PROBLEM DETAILS >> Omit the pictures and return every entry exactly as written.
MATERIAL PROVIDED section start
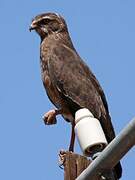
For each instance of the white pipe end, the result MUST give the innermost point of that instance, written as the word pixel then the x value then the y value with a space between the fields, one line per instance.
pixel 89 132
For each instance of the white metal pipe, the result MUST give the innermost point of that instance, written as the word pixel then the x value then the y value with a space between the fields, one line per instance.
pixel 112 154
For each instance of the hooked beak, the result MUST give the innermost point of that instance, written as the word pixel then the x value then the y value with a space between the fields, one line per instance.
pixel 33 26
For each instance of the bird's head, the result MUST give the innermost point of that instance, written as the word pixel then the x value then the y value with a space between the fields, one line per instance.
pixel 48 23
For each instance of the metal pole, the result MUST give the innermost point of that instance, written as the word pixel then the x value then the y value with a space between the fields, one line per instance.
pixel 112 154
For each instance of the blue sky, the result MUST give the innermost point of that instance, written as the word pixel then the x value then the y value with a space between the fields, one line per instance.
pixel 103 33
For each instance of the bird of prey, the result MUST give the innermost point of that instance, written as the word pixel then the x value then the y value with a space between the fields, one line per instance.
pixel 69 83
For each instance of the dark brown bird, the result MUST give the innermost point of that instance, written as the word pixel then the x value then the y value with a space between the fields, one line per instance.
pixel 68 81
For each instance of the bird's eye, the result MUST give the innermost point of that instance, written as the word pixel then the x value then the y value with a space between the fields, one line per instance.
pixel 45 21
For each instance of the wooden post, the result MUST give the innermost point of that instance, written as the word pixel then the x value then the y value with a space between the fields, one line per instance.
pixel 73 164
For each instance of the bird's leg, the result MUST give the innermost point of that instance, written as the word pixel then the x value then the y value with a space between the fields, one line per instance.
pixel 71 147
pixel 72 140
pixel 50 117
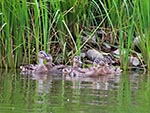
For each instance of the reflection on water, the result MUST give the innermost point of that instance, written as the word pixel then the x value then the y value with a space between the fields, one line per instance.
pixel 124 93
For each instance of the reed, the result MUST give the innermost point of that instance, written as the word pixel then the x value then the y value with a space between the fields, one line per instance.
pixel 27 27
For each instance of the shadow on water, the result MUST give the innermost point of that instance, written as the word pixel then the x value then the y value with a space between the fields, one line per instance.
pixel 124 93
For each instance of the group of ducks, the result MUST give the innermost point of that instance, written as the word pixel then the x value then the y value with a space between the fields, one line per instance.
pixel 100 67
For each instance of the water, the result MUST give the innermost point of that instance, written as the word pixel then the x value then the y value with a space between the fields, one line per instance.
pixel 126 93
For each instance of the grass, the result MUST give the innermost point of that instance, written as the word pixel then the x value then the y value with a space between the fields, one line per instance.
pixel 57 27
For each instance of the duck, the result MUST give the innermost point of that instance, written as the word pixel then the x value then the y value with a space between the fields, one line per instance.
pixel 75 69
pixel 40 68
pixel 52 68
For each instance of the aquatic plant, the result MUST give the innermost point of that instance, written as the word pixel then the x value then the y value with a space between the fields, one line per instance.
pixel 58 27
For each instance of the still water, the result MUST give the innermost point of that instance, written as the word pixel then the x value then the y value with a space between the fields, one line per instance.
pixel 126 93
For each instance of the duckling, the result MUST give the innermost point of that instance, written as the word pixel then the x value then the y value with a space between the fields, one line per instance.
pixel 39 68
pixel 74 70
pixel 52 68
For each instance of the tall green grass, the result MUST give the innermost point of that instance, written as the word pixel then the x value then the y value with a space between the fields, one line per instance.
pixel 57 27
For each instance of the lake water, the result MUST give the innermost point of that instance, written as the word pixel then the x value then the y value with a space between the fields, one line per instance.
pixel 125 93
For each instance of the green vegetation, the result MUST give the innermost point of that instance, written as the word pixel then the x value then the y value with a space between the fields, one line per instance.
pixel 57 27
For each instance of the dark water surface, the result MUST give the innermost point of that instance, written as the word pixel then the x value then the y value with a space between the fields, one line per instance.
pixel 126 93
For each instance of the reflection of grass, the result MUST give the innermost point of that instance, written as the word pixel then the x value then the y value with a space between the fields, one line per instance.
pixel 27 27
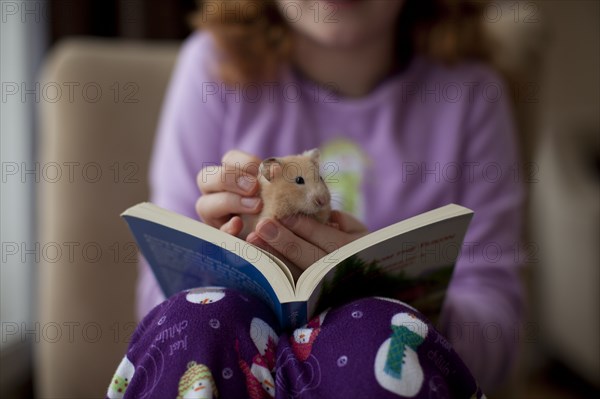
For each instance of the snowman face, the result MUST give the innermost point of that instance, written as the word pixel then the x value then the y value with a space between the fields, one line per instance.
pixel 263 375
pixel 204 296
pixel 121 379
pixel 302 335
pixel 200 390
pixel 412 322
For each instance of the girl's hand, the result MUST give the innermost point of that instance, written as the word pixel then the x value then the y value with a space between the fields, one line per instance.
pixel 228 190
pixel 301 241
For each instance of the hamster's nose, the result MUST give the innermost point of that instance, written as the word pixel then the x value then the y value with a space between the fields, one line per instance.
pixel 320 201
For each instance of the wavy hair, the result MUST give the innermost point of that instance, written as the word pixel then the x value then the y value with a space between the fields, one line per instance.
MATERIAL PROVIDED section end
RESPONSE TO THE EXERCISE >>
For each instance of the white pipe end, the result MUST give the innermost point of that instance, written as the word pixel then the x value then the y value with a space between the fields, one line per instance.
pixel 89 132
For each instance of the white metal pipe, the result MUST give the innermost point of that instance, written as the word pixel then the x value then the y value with a space between the fields, one line per instance.
pixel 112 154
For each instance of the hooked beak, the result MUST give the innermost point of that instance, written as the word pixel then the x value then the y value with a space between the fields, one line per instance.
pixel 33 26
For each instance of the bird's head, the result MUST give the innermost point of that instance, written as the word pixel then the x value then the y value with a space between the fields, one line per instance.
pixel 48 23
For each instance of the metal pole, the result MUST give the innermost point of that instance, written as the word pixel then the x value then the y value with a space between the fields, one line per instance.
pixel 112 154
For each instance of the blue sky, the result MUST give the innermost point of that instance, written as the word pixel then the x value then the y value with a space between the fields, one line per instance.
pixel 103 33
For each instance of the bird of prey, the result MUST give the innermost point of that instance, written as the word pixel then the x value then the y value with a space between the fields, one line per instance.
pixel 69 83
For each instance of the dark brown bird, the result MUST give the innermost point of that instance, written as the word pixel then the x value then the y value with a space between the fields, one line per instance.
pixel 68 81
For each instance of the bird's eye, the result MUST give the innermost point of that instance, written as the word pixel then the x value then the y value with a space between the fields, one line per instance.
pixel 45 21
For each instance of the wooden post, the result MUST give the innermost point of that instance, written as the word pixel then the x value then the y value with a space between the fields, one line per instance.
pixel 73 164
For each instance of the bird's leg, the result MUST give the innermost point of that instance, written as the word pixel then the x value then the y value with a space between the fields, one line per instance.
pixel 71 147
pixel 72 140
pixel 50 117
For each instance of the reflection on water, the result MUST give the innermost point of that instance, written as the word pixel then the x value then the y value with a space between the fields, one line per instance.
pixel 124 93
For each instance of the reed, the result MUST give the innermost point of that instance, written as the word pixel then the x value then the y value with a space between the fields, one line per instance.
pixel 27 27
For each instance of the shadow on water, the result MUST give the innermost point of that instance, written as the word pixel then the x value then the y value with a space between the fields, one line per instance.
pixel 124 93
For each instance of the group of ducks, the result MUST give the innermost point of that instance, written as the word pixel then the x value then the y value with a space between the fields, one line per instance.
pixel 100 67
For each instance of the water, the result MUST give the innermost point of that instance, written as the word pixel then the x value then the y value with a space between the fields, one line per instance.
pixel 126 93
For each instance of the grass, the result MUST give the innermost point of that instance, written as the word pixel then the x value then the y value with a space between the fields, one line per instance.
pixel 57 27
For each instance of the duck, the result MUST give the innermost point of that instance, written as the word pixel then the x value then the y value with a space between the fields, one line per instance.
pixel 75 69
pixel 40 68
pixel 52 68
For each instance of the aquatic plant, the result MUST give the innermost point of that instance, written as the word pixel then the x value then the y value with a space between the fields, one line per instance.
pixel 58 27
For each instance of the still water, the result MUST give the innermost point of that instance, written as the word pixel then the x value then the y value with a space between the fields, one line per instance.
pixel 126 93
For each instance of the duckling, the result MUST give the innermost point of that instance, written as the word pixel then the x value then the y value with a space between the fields, one line per instance.
pixel 39 68
pixel 74 70
pixel 52 68
For each instance of the tall green grass, the result MUST give the innermost point of that instance, written as the word pixel then the x value then the y value with a space between the fields, one line per instance.
pixel 57 27
For each instance of the lake water, the result MUST give the innermost point of that instance, written as the word pixel then the x value then the y value with a space between the fields, one line per instance.
pixel 125 93
For each instance of the green vegetation, the result MUST give the innermost point of that instance, written as the word pixel then the x value then the y value with a space between the fields, one line per instance.
pixel 57 27
For each instance of the dark water surface, the result MUST give the innermost point of that instance, written as the word pixel then the x value then the y value with a space between the fields, one line per instance.
pixel 126 93
For each instance of the reflection of grass, the result MUST give the innermost point of that instance, written as the word pixel then the x value then the y value with a space between the fields, one line per instance.
pixel 27 27
For each instance of the snowman face, the result MUST give the innermost point of that instance, written as the word pixel then the x value then the y value with a space between the fields, one line per instance.
pixel 263 375
pixel 204 296
pixel 121 379
pixel 302 335
pixel 200 390
pixel 412 322
For each instance of the girl's hand, the result MUST give the innermost point of that instance, written as the word pixel then the x value then the y value with a space between the fields, one line per instance.
pixel 228 190
pixel 301 241
For each instance of the hamster's nose, the result MUST give the innermost point of that instance, written as the word pixel then the x value then the y value with a space between the fields, one line per instance.
pixel 320 201
For each instance of the wavy hair, the result MUST give the innermost point of that instance, written as the word pixel then the x value then the y value with a space between the fields, one line per instance.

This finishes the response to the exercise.